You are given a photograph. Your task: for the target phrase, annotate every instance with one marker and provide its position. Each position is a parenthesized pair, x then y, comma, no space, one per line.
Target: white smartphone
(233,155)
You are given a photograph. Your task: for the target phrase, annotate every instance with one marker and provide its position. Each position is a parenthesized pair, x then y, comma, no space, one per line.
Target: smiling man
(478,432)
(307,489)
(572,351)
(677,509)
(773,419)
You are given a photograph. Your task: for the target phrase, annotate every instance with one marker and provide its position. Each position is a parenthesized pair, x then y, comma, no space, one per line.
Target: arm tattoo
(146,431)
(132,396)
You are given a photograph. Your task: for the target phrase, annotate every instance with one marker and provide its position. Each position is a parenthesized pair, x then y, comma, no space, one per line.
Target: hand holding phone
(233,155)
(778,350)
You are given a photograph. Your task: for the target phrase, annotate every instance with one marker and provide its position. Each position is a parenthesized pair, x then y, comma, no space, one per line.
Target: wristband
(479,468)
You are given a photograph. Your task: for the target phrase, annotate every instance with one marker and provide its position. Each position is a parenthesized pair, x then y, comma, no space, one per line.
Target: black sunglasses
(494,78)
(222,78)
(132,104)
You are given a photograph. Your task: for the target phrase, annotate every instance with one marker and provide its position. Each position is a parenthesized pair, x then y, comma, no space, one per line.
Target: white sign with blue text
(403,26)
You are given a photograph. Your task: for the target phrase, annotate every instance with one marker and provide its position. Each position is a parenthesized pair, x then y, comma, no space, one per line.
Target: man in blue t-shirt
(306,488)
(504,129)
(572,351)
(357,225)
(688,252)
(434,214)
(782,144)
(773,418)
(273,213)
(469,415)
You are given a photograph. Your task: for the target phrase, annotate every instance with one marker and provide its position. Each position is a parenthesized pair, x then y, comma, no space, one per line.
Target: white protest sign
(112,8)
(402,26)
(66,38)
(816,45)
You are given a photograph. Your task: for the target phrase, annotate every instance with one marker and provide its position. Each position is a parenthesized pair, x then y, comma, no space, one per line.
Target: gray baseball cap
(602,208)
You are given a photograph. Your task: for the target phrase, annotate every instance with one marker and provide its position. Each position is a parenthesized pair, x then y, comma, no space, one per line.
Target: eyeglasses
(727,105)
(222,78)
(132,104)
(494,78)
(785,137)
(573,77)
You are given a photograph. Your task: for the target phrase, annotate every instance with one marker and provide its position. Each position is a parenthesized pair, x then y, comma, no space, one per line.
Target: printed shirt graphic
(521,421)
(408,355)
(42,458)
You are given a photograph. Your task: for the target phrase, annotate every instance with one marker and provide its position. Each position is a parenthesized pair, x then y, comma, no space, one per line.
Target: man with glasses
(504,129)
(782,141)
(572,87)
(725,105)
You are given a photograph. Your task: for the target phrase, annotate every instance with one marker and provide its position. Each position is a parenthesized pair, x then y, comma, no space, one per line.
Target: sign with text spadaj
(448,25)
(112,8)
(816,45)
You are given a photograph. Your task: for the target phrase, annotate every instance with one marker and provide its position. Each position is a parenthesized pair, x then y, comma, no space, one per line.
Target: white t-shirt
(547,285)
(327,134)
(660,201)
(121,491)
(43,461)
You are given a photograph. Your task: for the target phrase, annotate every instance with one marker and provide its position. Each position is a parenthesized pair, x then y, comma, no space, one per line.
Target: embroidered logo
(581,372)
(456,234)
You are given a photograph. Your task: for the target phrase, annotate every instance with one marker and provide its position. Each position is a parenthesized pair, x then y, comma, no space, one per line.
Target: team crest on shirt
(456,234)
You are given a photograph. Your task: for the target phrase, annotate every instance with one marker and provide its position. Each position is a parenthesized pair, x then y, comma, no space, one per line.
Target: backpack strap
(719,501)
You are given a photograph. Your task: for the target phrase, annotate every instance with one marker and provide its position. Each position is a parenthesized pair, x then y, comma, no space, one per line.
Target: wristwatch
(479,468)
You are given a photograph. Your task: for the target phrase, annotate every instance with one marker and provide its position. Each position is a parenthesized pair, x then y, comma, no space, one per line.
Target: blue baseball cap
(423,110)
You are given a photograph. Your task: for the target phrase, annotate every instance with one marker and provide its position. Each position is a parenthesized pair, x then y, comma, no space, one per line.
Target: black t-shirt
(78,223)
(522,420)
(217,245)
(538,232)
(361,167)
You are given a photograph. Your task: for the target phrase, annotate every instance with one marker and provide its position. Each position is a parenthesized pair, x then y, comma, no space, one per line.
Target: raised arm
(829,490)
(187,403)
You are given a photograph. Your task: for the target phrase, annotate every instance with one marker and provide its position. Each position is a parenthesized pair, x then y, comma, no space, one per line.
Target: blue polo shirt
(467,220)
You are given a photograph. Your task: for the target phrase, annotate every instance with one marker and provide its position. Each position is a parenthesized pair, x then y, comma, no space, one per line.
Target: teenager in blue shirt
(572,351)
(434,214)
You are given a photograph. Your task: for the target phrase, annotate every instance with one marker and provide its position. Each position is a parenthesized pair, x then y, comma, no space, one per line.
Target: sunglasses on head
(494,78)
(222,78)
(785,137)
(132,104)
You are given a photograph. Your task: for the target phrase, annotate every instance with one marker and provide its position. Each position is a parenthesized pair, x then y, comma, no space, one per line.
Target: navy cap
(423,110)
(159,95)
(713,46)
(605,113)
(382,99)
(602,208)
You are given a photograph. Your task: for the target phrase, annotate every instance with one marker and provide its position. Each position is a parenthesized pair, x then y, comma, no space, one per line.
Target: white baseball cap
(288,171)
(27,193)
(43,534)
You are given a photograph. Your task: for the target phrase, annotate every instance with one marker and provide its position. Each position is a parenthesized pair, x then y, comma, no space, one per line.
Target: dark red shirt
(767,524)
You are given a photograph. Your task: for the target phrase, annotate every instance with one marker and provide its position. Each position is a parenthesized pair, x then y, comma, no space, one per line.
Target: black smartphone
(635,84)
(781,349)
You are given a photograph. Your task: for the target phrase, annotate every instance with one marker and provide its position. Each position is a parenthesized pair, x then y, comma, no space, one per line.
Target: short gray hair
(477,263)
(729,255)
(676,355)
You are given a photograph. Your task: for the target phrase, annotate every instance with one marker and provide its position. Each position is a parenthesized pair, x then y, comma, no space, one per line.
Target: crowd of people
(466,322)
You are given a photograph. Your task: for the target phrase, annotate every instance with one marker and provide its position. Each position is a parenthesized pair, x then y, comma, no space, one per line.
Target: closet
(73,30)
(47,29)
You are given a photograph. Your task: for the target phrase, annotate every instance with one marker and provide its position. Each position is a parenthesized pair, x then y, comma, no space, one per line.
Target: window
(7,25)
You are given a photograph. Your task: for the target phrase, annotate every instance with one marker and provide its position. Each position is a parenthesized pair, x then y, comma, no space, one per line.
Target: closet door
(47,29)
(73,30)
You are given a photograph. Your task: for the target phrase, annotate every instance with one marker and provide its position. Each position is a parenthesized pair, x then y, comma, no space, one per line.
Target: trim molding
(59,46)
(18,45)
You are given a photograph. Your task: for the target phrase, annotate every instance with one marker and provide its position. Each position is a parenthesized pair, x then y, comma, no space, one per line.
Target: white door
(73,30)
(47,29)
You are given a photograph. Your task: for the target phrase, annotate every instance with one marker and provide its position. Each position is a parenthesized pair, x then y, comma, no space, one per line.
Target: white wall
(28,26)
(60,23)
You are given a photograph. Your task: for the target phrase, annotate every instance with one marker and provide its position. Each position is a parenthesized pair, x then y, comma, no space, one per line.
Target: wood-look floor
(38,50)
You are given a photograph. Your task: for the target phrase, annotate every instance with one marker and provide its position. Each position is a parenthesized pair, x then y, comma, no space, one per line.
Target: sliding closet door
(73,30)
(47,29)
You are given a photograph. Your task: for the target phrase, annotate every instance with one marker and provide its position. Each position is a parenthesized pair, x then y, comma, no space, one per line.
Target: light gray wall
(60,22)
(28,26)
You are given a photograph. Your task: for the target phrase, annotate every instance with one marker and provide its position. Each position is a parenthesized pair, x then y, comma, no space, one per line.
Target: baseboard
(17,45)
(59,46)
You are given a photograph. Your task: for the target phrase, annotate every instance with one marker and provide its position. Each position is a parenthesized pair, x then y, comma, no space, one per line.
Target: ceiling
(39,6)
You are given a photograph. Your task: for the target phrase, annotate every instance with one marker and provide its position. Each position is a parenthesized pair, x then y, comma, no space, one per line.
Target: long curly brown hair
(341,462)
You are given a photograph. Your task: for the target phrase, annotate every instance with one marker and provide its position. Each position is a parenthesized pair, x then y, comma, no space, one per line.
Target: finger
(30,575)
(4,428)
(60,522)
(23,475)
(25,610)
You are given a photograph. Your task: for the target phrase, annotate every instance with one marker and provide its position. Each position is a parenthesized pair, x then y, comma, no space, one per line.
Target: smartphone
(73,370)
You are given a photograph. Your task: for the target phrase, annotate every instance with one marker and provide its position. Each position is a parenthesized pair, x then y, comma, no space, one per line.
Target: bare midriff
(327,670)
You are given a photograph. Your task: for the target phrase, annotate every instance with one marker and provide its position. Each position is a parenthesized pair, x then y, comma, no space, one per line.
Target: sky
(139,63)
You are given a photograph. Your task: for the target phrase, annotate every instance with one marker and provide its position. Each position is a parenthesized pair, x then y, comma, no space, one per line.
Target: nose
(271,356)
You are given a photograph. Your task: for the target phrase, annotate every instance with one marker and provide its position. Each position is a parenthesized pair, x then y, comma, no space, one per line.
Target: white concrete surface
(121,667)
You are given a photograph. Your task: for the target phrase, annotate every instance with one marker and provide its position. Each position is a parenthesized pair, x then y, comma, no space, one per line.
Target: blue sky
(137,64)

──────────

▸ Goal of the exercise
From the line holding "Target: bare midriff" to the last line of the entries above, restate each line exactly; include both ends and omit everything else.

▸ Output of the task
Target: bare midriff
(327,670)
You are given a photograph. Your task: for the target phrase, annotate every instance with one marker and provide its position. Each position is a parenthesized pair, x then y, comma, no space, one per line.
Target: sky
(139,63)
You are given a photograph. Your task: for the target phrase, annotate every instance with one marker and provide its position. Each position is a parenthesized pair, x then y, comma, no space, one per line.
Target: nose
(271,356)
You are given a photograph. Your task: for the target phrase, annotate every instance with one marker and provide its position. Each position is a parenthesized pair, x then y, comma, no space, one per line.
Target: white concrete surface
(121,667)
You are given a photograph. Your task: for the target phrase, annotate every instance with one marker and provide its position. Each position is a parenthesized pair, x then y, comma, no space, one per line.
Target: blue sky
(137,64)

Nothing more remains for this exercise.